*** Opening of DATA IN THIS EXERCISE ***
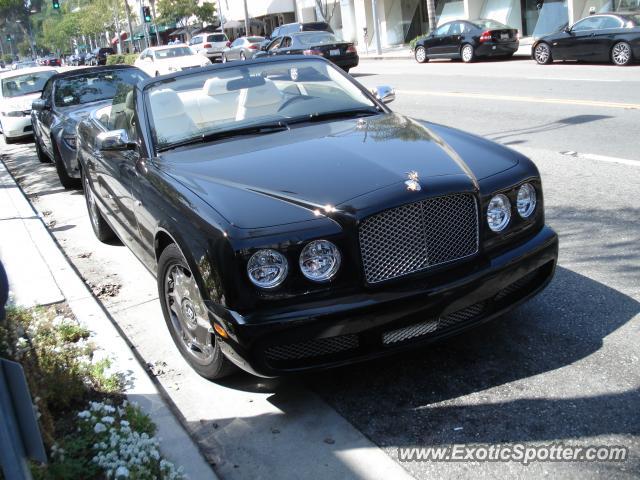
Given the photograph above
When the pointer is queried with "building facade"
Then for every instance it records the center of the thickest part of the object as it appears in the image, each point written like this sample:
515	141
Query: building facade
399	21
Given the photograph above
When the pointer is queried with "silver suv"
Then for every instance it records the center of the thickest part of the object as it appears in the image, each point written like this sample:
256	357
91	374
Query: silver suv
210	45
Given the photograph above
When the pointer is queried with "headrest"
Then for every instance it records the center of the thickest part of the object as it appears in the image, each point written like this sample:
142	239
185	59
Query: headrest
165	103
267	94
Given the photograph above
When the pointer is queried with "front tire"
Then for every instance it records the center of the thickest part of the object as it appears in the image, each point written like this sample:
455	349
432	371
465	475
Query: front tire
187	318
542	54
621	54
467	53
421	54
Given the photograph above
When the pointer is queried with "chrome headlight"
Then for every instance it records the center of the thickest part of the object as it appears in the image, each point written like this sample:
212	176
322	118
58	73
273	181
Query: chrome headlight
498	213
320	260
267	268
526	201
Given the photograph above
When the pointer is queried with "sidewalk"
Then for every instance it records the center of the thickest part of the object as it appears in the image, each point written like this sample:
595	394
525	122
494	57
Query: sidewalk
*** Close of DATA IN THIS EXERCISE ***
### TRY IT
Pictures in the entries are to be skipped, and everything else repeated word for word.

### SOLUTION
Given the photograph above
When the pointer is queried with "building facade"
Then for every instance it records the center of the thickest part of the object as it appears in the image, each point written like this sample:
515	141
Query: building facade
399	21
Given the photograph above
When the pointer is queried with "silver suv"
Then for every instance it records the center of the thickest part of the object as it appears in the image, each point written like this sample:
256	357
91	374
Query: silver suv
210	45
Given the photograph above
When the pointer is queried with "headrest"
Then for every instance it records the center of the thickest part of the object as it appears in the image, each point written like this sample:
142	239
185	59
Query: headrest
165	103
267	94
Given the photograph above
When the pointer is queried with "front tire"
Then for every instance it records the center of the thickest part of the object as it appears in the image, each point written like this sample:
455	349
432	371
465	475
Query: front tire
187	318
542	54
621	54
467	53
421	54
Given the photograph above
When the pointer is queried with "chrome headlight"
Then for every instance it records the center of the thickest part of the object as it appears in the image, each point written like this sample:
212	176
322	118
58	73
273	181
Query: chrome headlight
498	213
320	260
267	268
526	201
Given the photograph above
When the pointer is queried with "sidewalk"
Then for every instance it records the center of the thickest part of the object as it appears in the image, each point written like this sample:
595	394
525	122
494	57
Query: sidewalk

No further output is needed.